Write out the data exactly, keeping every line.
───── Source material ─────
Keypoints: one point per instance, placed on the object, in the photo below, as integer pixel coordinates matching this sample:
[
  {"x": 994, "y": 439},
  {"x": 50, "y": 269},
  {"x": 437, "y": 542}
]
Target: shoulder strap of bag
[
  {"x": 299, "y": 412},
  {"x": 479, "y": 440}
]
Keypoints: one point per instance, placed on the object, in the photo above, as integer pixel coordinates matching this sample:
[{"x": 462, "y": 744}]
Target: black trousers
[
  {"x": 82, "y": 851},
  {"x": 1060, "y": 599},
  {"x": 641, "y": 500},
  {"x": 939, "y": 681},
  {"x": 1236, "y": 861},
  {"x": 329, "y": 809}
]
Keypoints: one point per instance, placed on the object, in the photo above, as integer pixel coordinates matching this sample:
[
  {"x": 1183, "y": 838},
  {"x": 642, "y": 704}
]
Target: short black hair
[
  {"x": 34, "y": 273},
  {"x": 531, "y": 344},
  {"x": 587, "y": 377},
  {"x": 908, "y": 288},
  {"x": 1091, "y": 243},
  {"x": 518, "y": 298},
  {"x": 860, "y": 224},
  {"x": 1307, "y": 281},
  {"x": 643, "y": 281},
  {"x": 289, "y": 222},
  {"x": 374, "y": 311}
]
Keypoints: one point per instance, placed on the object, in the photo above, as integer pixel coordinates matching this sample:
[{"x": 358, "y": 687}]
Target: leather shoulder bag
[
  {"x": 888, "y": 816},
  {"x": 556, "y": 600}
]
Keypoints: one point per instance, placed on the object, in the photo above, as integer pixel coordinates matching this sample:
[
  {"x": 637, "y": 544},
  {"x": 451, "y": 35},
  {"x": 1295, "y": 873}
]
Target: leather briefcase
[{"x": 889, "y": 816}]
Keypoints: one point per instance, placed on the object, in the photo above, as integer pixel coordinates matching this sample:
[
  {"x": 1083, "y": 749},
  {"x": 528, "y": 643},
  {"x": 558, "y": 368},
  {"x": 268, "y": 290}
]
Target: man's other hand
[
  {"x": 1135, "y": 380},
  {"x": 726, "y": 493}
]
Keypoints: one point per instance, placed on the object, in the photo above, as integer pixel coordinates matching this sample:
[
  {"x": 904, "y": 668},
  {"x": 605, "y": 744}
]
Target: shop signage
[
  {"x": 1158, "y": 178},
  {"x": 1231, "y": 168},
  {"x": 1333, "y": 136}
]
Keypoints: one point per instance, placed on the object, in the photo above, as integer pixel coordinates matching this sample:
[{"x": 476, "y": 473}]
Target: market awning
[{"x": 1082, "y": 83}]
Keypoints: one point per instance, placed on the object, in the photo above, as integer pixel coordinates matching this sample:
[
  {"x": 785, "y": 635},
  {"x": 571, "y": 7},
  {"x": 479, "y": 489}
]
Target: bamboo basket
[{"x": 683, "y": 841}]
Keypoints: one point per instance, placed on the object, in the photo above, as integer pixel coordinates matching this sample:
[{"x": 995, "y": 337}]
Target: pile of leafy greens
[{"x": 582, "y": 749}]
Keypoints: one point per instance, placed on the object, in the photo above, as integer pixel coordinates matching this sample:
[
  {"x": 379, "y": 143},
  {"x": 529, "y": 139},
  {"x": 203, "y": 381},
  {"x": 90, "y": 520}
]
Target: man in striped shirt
─────
» Your response
Keypoints: one point per instance, placed on the object, in the photo below, as integer pixel coordinates matching this sample:
[
  {"x": 994, "y": 439},
  {"x": 50, "y": 269},
  {"x": 437, "y": 542}
]
Target: shoulder strap of bag
[
  {"x": 299, "y": 412},
  {"x": 479, "y": 440}
]
Keypoints: one point per instance, placed on the object, in the photo above, as integer pixel coordinates matching this sample:
[{"x": 462, "y": 744}]
Target: black trousers
[
  {"x": 82, "y": 851},
  {"x": 1060, "y": 599},
  {"x": 641, "y": 500},
  {"x": 939, "y": 681},
  {"x": 1236, "y": 861},
  {"x": 329, "y": 809}
]
Keypoints: one point per instance, placed on the object, in the photo above, as integer pixel coordinates matching this sample:
[
  {"x": 1183, "y": 838},
  {"x": 642, "y": 704}
]
Target: short black hair
[
  {"x": 34, "y": 273},
  {"x": 531, "y": 344},
  {"x": 587, "y": 377},
  {"x": 908, "y": 288},
  {"x": 1091, "y": 243},
  {"x": 518, "y": 298},
  {"x": 860, "y": 224},
  {"x": 1307, "y": 281},
  {"x": 643, "y": 281},
  {"x": 289, "y": 222},
  {"x": 374, "y": 311}
]
Keypoints: one point per instance, placed on the object, in the photo above, as integer pixel coordinates matching this sample:
[{"x": 358, "y": 687}]
Target: leather shoulder bag
[
  {"x": 888, "y": 816},
  {"x": 556, "y": 600}
]
Keypoints: one point per instance, placed on the object, in the photo above, as integer pixel coordinates matching this sample:
[
  {"x": 637, "y": 544},
  {"x": 451, "y": 35},
  {"x": 1295, "y": 873}
]
Target: leather briefcase
[{"x": 889, "y": 816}]
Keypoints: one point per instance, placed on the object, in the photo above, as integer pixel coordinates matching this sample:
[
  {"x": 1083, "y": 749},
  {"x": 528, "y": 643},
  {"x": 558, "y": 368},
  {"x": 268, "y": 290}
]
Target: man's other hand
[
  {"x": 1135, "y": 380},
  {"x": 726, "y": 493}
]
Keypoints: one point per instance, placed on the object, in the photo above, as integer pixel coordinates matching this sample:
[
  {"x": 904, "y": 668},
  {"x": 605, "y": 744}
]
Target: shop signage
[
  {"x": 1158, "y": 178},
  {"x": 1231, "y": 168},
  {"x": 1333, "y": 136}
]
Keypoints: one point per instance, placed on the object, in the photo above, as integer pixel coordinates matching this sample:
[{"x": 476, "y": 473}]
Target: market awning
[{"x": 1082, "y": 83}]
Keypoints: one point per instance, placed on the object, in the photo above, as integer pixel coordinates matching this sample:
[
  {"x": 785, "y": 635},
  {"x": 571, "y": 7},
  {"x": 479, "y": 489}
]
Target: bamboo basket
[{"x": 683, "y": 841}]
Keypoints: one point per instance, placed on the object, in the photo above, as integer pixel coordinates matching this sample:
[{"x": 995, "y": 337}]
Target: pile of leafy greens
[{"x": 582, "y": 749}]
Keypoints: one point per instance, placed on the object, in the photo above, as integer pixel coordinates matching this sample:
[
  {"x": 379, "y": 143},
  {"x": 529, "y": 139},
  {"x": 203, "y": 381},
  {"x": 90, "y": 520}
]
Target: man in striped shirt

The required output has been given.